◆ Task instructions: Below this line is a set of entries; quote exactly the lines from the line that contains "of the frayed" to the line that contains "x=380 y=234", both lines included.

[Photo-based referring expression data]
......

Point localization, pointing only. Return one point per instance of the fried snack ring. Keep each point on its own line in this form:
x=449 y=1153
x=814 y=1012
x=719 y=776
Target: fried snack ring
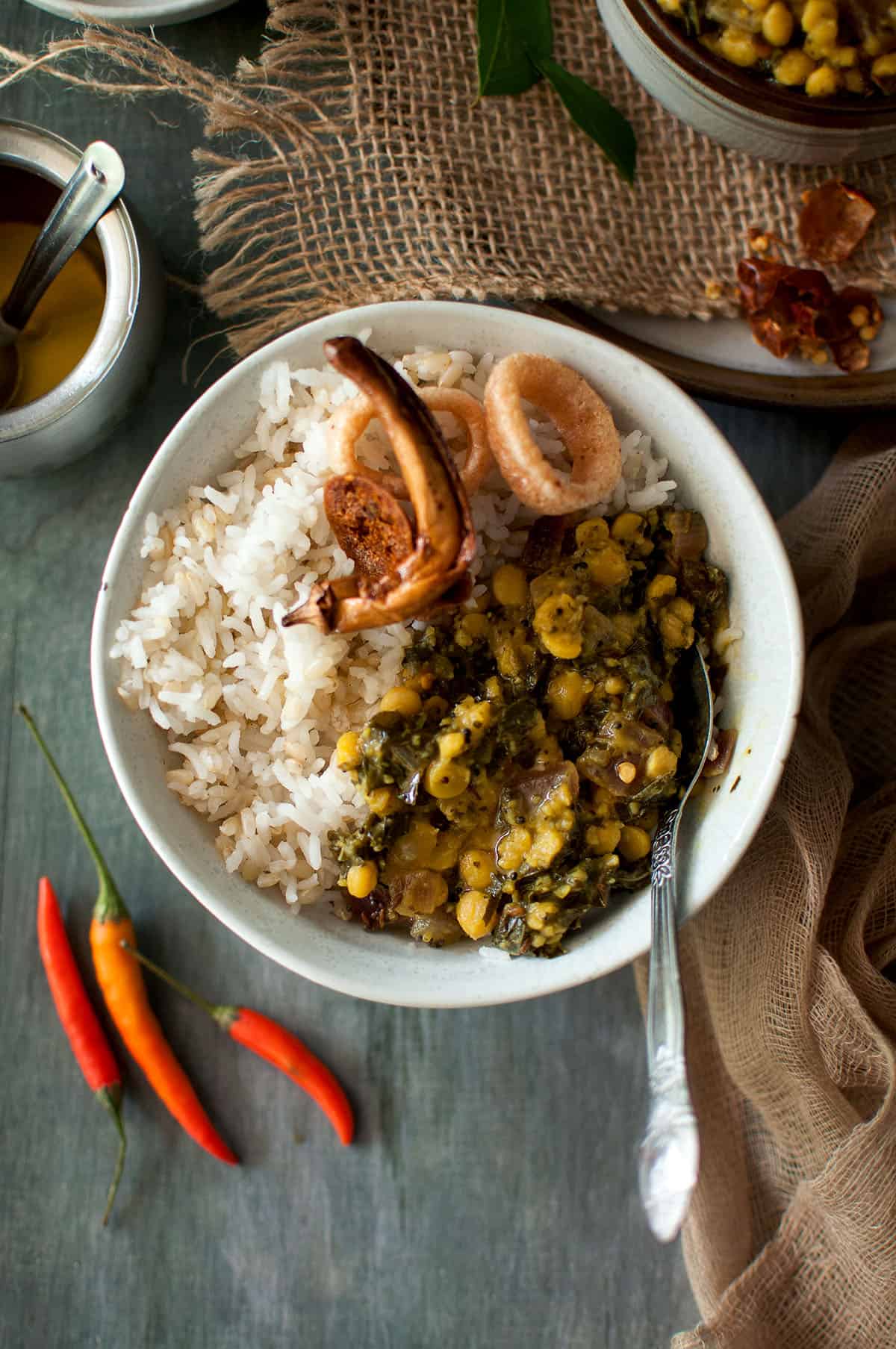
x=582 y=419
x=349 y=421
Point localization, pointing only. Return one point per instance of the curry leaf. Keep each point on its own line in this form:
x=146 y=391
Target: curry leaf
x=531 y=21
x=504 y=63
x=595 y=116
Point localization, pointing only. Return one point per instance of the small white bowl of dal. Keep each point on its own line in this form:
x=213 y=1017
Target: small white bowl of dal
x=202 y=702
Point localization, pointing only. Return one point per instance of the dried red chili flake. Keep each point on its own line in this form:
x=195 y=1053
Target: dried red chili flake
x=849 y=325
x=833 y=222
x=782 y=302
x=795 y=308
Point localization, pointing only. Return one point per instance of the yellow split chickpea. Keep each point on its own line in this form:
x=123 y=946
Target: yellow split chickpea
x=626 y=525
x=446 y=779
x=349 y=750
x=822 y=83
x=738 y=46
x=609 y=566
x=513 y=847
x=567 y=692
x=451 y=745
x=558 y=623
x=362 y=880
x=794 y=68
x=635 y=844
x=603 y=838
x=509 y=586
x=547 y=845
x=473 y=915
x=777 y=25
x=660 y=761
x=401 y=699
x=476 y=867
x=822 y=38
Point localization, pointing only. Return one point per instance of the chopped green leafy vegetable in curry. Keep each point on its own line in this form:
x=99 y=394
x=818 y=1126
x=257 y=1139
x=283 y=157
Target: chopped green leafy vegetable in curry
x=516 y=776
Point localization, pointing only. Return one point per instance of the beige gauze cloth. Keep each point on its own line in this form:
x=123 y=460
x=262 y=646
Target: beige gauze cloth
x=791 y=1020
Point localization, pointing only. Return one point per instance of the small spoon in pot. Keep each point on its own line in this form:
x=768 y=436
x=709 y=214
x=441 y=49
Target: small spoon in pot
x=92 y=189
x=671 y=1148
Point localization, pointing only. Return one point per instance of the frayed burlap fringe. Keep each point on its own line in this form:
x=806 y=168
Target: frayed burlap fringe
x=370 y=173
x=791 y=1240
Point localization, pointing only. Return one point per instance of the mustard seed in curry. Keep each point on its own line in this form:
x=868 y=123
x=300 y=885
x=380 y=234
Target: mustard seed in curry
x=516 y=776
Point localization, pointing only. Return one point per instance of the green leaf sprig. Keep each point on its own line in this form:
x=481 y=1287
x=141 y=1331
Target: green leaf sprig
x=516 y=52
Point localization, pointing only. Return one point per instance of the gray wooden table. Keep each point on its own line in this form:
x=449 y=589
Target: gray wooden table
x=490 y=1201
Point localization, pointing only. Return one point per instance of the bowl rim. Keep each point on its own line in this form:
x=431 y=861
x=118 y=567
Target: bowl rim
x=105 y=702
x=760 y=96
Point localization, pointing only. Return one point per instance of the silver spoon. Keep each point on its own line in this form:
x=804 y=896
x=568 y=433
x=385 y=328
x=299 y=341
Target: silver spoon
x=90 y=190
x=671 y=1150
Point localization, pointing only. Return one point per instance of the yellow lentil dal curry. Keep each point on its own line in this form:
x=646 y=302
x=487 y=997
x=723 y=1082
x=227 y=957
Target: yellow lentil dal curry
x=516 y=775
x=821 y=46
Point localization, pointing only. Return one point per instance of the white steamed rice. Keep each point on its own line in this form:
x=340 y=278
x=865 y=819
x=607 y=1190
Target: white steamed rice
x=252 y=710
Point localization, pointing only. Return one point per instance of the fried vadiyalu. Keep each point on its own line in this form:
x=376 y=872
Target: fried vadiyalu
x=399 y=573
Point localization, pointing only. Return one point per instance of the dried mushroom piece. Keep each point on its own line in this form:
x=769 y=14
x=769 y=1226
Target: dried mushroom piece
x=833 y=222
x=444 y=540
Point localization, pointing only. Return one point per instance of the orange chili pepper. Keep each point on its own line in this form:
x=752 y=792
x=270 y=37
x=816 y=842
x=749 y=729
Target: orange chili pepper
x=279 y=1046
x=122 y=984
x=80 y=1021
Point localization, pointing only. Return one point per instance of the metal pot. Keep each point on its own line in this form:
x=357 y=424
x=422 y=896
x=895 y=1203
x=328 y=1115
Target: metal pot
x=95 y=397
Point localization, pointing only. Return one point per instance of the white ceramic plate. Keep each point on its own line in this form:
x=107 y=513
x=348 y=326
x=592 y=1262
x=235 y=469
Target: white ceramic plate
x=720 y=359
x=135 y=13
x=762 y=688
x=728 y=343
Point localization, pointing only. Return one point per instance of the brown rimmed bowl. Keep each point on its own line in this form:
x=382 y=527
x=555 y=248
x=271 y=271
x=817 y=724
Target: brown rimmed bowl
x=735 y=107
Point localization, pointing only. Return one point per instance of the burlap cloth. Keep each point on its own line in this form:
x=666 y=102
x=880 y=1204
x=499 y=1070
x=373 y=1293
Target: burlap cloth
x=369 y=175
x=362 y=169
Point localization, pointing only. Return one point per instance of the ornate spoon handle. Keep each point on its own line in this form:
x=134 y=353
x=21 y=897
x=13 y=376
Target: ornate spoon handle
x=670 y=1151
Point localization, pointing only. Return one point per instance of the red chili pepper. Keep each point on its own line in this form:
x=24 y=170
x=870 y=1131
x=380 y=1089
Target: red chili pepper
x=120 y=979
x=80 y=1021
x=279 y=1046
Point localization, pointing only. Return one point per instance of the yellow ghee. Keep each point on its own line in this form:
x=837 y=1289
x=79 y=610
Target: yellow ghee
x=65 y=321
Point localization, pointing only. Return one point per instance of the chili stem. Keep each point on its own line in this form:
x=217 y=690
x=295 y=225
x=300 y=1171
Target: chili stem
x=113 y=1106
x=223 y=1015
x=110 y=903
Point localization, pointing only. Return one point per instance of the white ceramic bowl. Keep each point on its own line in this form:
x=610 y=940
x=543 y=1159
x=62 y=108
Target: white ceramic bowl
x=762 y=687
x=735 y=107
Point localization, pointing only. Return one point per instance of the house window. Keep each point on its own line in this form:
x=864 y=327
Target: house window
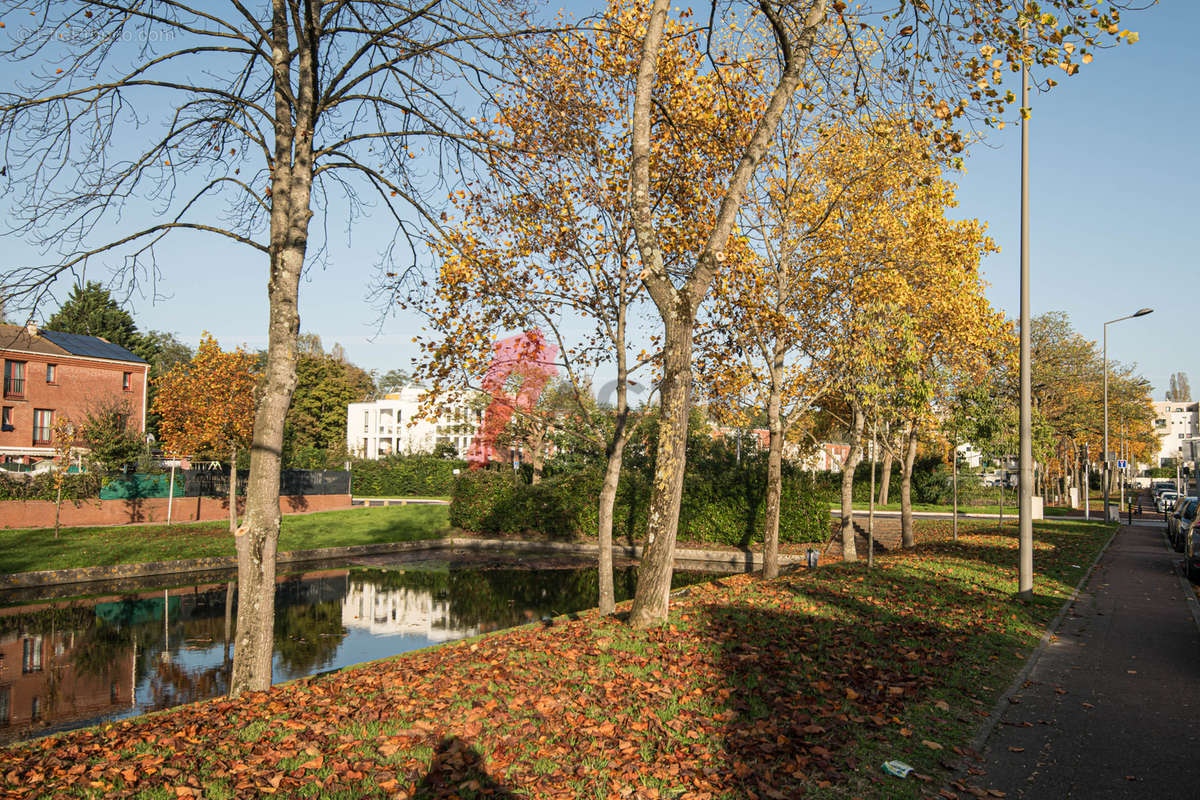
x=15 y=379
x=31 y=654
x=43 y=421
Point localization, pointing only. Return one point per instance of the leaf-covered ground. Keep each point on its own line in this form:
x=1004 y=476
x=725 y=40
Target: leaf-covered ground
x=798 y=686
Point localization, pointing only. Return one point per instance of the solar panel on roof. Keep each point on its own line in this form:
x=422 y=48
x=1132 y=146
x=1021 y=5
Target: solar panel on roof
x=90 y=346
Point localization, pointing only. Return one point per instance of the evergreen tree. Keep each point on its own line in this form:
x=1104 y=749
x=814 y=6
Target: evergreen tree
x=91 y=311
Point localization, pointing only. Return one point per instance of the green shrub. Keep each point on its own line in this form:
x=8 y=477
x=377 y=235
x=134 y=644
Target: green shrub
x=723 y=503
x=405 y=476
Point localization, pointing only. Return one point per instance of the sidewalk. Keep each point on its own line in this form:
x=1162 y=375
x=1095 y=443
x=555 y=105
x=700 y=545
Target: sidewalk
x=1111 y=709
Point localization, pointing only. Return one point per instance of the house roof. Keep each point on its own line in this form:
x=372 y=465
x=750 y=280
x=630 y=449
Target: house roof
x=15 y=337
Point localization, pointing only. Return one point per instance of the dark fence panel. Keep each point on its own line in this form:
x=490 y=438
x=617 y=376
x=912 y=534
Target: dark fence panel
x=215 y=482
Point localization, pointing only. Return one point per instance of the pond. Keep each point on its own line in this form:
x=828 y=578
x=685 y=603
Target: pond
x=69 y=663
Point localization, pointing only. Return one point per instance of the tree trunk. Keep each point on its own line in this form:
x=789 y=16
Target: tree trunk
x=651 y=600
x=678 y=306
x=607 y=503
x=257 y=537
x=849 y=548
x=537 y=444
x=774 y=461
x=774 y=487
x=229 y=595
x=58 y=507
x=907 y=539
x=886 y=480
x=233 y=491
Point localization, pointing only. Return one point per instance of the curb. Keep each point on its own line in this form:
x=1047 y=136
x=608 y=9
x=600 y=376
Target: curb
x=1002 y=702
x=743 y=559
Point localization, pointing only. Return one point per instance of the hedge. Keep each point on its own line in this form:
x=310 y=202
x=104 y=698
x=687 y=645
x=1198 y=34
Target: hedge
x=405 y=476
x=721 y=504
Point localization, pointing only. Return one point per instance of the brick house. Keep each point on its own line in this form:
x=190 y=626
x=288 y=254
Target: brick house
x=49 y=376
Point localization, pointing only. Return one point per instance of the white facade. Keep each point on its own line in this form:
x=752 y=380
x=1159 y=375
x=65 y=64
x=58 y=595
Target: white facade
x=1176 y=423
x=394 y=425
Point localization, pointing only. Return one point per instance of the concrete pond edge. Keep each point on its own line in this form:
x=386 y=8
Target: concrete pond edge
x=743 y=558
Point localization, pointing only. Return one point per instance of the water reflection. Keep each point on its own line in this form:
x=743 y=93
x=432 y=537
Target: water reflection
x=70 y=663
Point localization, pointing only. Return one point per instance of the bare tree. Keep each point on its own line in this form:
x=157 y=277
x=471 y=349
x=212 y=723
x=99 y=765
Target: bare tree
x=142 y=120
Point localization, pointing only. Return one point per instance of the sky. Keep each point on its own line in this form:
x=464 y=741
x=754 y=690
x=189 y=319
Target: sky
x=1114 y=169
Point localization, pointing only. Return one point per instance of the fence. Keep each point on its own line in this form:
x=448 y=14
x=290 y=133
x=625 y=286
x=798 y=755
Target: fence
x=215 y=483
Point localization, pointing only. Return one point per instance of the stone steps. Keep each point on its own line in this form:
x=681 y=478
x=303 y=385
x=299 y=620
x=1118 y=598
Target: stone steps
x=887 y=537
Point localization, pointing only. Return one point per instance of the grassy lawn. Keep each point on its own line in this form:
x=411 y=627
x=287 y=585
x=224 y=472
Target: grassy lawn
x=801 y=686
x=406 y=497
x=27 y=551
x=933 y=506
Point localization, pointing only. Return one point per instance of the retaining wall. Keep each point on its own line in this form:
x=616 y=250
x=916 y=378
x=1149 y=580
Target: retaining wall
x=40 y=513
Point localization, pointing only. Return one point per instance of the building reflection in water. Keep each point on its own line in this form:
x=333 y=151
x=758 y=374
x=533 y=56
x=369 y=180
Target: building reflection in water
x=67 y=663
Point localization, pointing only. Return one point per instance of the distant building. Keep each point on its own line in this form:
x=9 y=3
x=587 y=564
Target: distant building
x=49 y=376
x=1176 y=423
x=394 y=425
x=827 y=457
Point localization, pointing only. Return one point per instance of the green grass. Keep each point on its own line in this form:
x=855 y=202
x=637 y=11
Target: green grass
x=405 y=497
x=933 y=506
x=28 y=551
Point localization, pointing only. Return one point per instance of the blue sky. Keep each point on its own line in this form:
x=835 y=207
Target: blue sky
x=1114 y=214
x=1115 y=220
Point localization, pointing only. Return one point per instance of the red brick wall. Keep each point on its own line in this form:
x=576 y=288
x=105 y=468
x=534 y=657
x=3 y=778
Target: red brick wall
x=81 y=386
x=40 y=513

......

◆ Result below:
Point localization, pointing only. Return one point per instance of the frayed burlap fringe. Keep each point on its own line in this form:
x=806 y=168
Target: frayed burlap fringe
x=370 y=173
x=791 y=1240
Point localization, pointing only. Return one point per instance of the mustard seed in curry. Keep each point on its own line in this form:
x=868 y=123
x=300 y=885
x=380 y=234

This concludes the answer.